**YOUR GOAL:** Please count the lines in the listing below that contain the string "highway", and reply with the number alone.

**PROVIDED RECORDS:**
◆ ◆ ◆ ◆

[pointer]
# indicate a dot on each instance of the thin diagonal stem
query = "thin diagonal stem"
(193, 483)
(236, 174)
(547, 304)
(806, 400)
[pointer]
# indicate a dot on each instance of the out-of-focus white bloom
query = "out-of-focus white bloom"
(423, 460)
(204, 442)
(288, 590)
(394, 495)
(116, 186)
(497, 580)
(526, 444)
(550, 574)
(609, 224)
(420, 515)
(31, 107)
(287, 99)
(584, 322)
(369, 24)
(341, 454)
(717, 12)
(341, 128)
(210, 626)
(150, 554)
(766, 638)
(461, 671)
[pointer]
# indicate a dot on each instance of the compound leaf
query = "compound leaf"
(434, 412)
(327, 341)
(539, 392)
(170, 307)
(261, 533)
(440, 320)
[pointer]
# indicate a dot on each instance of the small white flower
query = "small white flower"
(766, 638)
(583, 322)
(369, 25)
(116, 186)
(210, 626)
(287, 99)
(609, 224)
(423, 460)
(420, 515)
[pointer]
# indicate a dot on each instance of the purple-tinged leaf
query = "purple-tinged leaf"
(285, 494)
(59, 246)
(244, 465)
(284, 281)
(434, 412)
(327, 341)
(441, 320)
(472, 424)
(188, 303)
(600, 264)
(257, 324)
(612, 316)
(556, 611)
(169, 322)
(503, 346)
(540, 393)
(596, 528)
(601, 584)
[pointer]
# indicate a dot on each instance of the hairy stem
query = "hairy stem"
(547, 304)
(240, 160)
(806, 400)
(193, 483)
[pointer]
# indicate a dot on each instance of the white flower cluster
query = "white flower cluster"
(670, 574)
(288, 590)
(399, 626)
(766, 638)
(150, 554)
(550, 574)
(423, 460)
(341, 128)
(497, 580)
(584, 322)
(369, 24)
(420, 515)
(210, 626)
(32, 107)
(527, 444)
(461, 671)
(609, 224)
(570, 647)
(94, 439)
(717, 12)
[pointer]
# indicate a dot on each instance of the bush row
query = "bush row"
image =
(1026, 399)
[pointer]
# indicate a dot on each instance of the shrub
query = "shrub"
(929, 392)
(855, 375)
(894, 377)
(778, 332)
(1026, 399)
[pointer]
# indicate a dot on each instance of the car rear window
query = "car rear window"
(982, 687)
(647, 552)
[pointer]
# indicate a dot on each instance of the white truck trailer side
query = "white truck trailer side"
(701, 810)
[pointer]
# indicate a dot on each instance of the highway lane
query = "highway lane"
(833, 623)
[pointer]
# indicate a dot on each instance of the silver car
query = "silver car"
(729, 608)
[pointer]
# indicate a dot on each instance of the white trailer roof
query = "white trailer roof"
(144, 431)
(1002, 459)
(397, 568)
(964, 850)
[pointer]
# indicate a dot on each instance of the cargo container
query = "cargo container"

◆ ◆ ◆ ◆

**REPLY:** 2